### What the task requires
Pick every line from the data that holds the word "rose".

### Material for the task
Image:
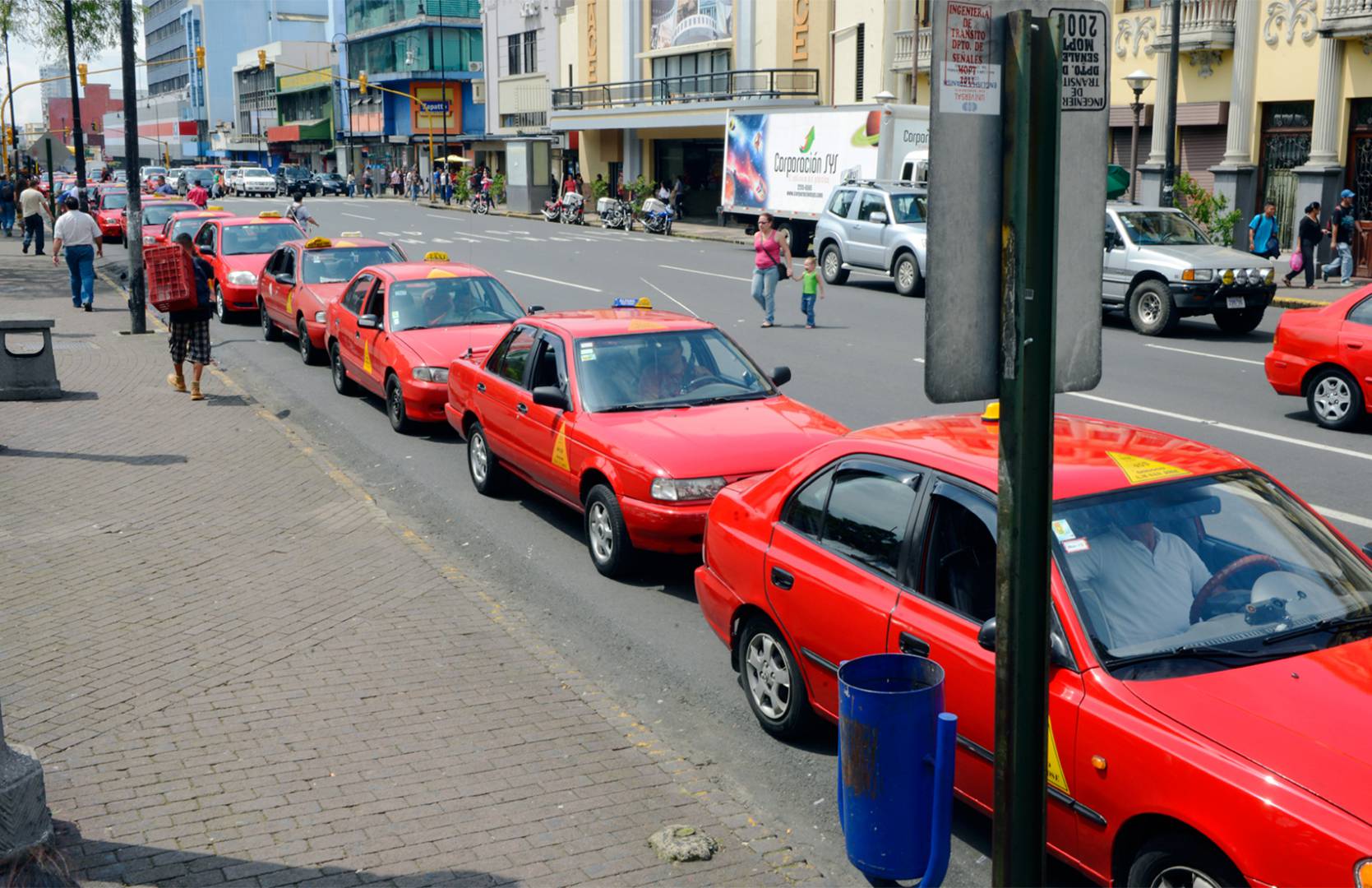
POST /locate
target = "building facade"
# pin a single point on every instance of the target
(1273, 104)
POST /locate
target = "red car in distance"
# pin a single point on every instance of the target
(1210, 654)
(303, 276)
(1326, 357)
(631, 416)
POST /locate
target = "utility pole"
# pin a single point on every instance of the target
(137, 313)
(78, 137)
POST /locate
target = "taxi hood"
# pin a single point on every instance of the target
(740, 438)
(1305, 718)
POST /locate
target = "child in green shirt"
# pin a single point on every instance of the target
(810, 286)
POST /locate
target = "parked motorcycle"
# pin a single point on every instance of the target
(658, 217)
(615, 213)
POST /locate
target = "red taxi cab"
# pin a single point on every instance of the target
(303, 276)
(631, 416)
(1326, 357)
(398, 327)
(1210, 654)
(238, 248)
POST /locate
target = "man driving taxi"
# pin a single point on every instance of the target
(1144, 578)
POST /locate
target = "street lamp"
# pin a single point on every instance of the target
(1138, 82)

...

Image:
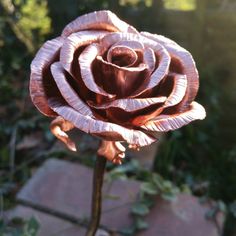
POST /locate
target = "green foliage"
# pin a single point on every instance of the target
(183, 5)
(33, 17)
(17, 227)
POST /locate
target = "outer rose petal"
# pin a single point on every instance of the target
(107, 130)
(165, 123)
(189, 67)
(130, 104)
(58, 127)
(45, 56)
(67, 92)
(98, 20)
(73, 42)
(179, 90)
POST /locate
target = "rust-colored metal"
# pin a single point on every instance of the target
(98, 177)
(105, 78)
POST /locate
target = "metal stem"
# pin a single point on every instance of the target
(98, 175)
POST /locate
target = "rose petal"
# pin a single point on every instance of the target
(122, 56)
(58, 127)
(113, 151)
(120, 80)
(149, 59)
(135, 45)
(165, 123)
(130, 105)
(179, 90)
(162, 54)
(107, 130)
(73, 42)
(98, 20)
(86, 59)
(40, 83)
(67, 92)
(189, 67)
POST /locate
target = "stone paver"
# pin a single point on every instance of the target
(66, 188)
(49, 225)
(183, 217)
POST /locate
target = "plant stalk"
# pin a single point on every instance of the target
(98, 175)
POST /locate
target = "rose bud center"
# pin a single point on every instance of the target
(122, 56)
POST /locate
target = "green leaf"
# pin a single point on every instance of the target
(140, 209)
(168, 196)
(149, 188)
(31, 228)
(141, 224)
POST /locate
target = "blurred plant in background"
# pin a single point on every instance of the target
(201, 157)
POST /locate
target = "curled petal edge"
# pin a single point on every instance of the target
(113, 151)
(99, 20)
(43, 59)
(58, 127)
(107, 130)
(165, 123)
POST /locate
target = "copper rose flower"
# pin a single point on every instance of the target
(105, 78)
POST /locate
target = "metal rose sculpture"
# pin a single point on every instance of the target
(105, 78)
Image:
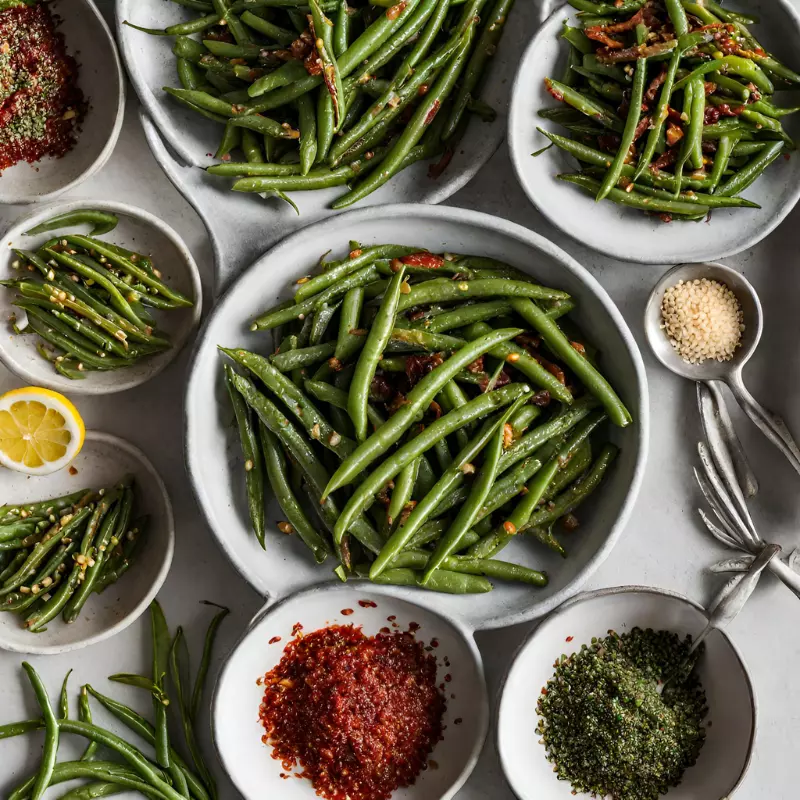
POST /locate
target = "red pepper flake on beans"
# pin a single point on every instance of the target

### Answer section
target = "outer rose petal"
target = "rose petal"
target = "rose bud center"
target = "copper rose flower"
target = "metal rose sculpture"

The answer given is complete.